Reproduce each of the following items word for word, changing nothing.

▸ **DATASET ENTRIES**:
--- Start ---
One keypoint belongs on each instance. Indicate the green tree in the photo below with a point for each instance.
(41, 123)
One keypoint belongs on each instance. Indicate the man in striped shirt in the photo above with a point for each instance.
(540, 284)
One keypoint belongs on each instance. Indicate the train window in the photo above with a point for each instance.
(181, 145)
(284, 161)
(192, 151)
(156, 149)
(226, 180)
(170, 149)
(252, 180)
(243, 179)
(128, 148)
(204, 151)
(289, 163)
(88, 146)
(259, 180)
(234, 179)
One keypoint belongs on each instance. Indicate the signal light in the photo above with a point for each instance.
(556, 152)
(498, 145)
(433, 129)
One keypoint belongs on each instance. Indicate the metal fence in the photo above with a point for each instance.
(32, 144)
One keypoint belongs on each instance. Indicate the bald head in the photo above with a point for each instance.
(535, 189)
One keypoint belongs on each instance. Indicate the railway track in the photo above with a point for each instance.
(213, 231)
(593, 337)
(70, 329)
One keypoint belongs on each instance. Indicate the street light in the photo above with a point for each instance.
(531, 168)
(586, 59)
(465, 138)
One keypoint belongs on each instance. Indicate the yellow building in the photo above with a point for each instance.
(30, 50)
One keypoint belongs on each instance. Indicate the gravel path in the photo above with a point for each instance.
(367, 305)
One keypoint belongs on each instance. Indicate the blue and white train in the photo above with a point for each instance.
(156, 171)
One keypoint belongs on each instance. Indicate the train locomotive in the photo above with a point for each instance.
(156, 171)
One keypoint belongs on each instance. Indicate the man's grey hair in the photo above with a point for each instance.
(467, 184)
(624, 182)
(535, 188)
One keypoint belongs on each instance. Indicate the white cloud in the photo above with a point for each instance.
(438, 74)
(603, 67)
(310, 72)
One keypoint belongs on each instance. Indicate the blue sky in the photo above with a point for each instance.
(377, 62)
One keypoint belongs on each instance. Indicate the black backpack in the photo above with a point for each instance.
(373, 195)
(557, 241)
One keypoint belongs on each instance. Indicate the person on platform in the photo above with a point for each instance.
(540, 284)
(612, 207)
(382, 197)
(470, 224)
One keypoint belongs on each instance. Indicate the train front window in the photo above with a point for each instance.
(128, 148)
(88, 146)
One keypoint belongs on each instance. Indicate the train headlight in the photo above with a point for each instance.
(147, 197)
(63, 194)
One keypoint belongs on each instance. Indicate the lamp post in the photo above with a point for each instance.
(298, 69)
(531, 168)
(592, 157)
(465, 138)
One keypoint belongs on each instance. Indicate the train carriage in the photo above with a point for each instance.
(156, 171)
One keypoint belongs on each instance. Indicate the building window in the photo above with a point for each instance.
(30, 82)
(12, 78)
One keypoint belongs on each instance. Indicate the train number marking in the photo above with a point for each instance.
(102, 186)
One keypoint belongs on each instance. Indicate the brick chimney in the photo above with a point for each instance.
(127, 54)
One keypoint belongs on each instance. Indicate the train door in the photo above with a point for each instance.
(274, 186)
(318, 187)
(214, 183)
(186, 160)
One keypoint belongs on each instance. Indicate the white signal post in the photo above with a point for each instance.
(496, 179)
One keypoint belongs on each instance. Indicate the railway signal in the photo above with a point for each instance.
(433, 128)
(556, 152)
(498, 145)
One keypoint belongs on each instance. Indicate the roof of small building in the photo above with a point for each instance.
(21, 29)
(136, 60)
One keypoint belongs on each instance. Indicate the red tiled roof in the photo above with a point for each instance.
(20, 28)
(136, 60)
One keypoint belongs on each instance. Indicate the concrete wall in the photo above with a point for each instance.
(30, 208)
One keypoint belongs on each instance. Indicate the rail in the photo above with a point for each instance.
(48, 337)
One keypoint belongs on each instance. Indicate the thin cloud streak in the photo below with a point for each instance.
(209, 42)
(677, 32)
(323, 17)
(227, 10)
--- End ---
▸ **TASK ANSWER**:
One keypoint belongs on each instance. Indicate the green tree in the photo below with a point for each instance.
(41, 123)
One keypoint belongs on each instance. Indicate the man in striped shirt in the photo above with a point for each instance.
(540, 284)
One keypoint belongs on each instance. Indicate the train window in the photo above with a point for each instance.
(181, 145)
(284, 161)
(192, 151)
(156, 149)
(226, 180)
(170, 149)
(252, 180)
(243, 179)
(128, 148)
(204, 151)
(289, 163)
(88, 146)
(259, 180)
(234, 179)
One keypoint belongs on each instance. Indicate the signal light in the photo above with a point for each instance.
(556, 152)
(498, 145)
(433, 129)
One keypoint belongs on each instance. Indicate the metal fence in the photo above with a point for each instance.
(32, 144)
One keypoint belongs on each instance. Indicate the bald head in the photo above with a point for each instance.
(535, 189)
One keypoint belongs on each instance. Indicate the railway track in the photo above with a point for each instance.
(213, 231)
(593, 337)
(70, 329)
One keypoint belongs on each instance. Indicate the street light in the photo above with a point for each instance.
(531, 168)
(586, 59)
(465, 138)
One keypoint belongs on each instance. Indicate the yellow building in the photo above with a point for each instance.
(30, 50)
One keypoint belongs on each instance. Indicate the gravel path in the photo above with a point for each instance.
(367, 305)
One keypoint belongs on each instance. Indicate the blue and white train in the photo above with a point for each instance.
(156, 171)
One keypoint belongs on each instance. Indicate the train locomotive in the photo above with a point for each instance.
(156, 171)
One keypoint belongs on each instance. Indicate the man's grey hair in the photo above with a point for each instance.
(467, 184)
(624, 182)
(535, 188)
One keypoint belongs on each instance. Indicate the white cloud in the photo above with a point for each instance.
(438, 74)
(603, 67)
(310, 72)
One keypoint belongs on each instance. Indicate the blue sky in the photo above with a point for each instance.
(377, 62)
One keypoint belongs on each instance. Indicate the black backpack in the photo above with a point for each instance.
(373, 195)
(557, 241)
One keypoint belongs on each instance. Indicate the person on platform in the photo above with a point for each instance.
(540, 284)
(612, 207)
(382, 197)
(470, 224)
One keypoint belongs on each instance. Indicate the train front window in the photo above with a point for each instance.
(128, 148)
(88, 146)
One keypoint belongs on each instance. Indicate the train headlight in the photo above with a point for each instance.
(147, 197)
(63, 194)
One keypoint belongs on each instance. Indicate the lamp post in the photo above with a point for each instance.
(298, 69)
(531, 168)
(592, 157)
(465, 138)
One keypoint belongs on each instance. Indicate the train carriage in the photo above with a point for each instance.
(156, 171)
One keypoint belongs on each instance. Indicate the building window in the photo above with a point for each instance.
(30, 82)
(12, 78)
One keypoint belongs on each instance. Indicate the train number marking in the photo above with a point for each instance.
(102, 186)
One keypoint belongs on each instance. Indicate the brick chimney in the photo above with a point for each instance.
(127, 54)
One keypoint belongs on each instance. Indicate the train door in the photo above with a point for each instance.
(274, 186)
(318, 187)
(214, 183)
(186, 160)
One keypoint belongs on each instance. Indicate the white signal post in the photo above with a point for each instance.
(496, 179)
One keypoint belongs on each instance. Indicate the railway signal in the photo above with a point for each instance.
(433, 128)
(556, 152)
(498, 145)
One keypoint belongs on each instance. Indicate the roof of small building in the photo above with a point for each instance.
(21, 29)
(136, 60)
One keypoint belongs on each instance. Indicate the red tiled roof in the photo above with a point for each instance.
(20, 28)
(136, 60)
One keypoint belongs on each instance. Indicate the concrete wall in the photo above with a point for each instance.
(30, 208)
One keypoint belongs on each instance. Indicate the rail in the photo above with a point for each instance.
(48, 337)
One keypoint belongs on each instance. Indicate the thin cloud streak in the photo below with a point for each instance.
(209, 42)
(677, 32)
(323, 17)
(227, 10)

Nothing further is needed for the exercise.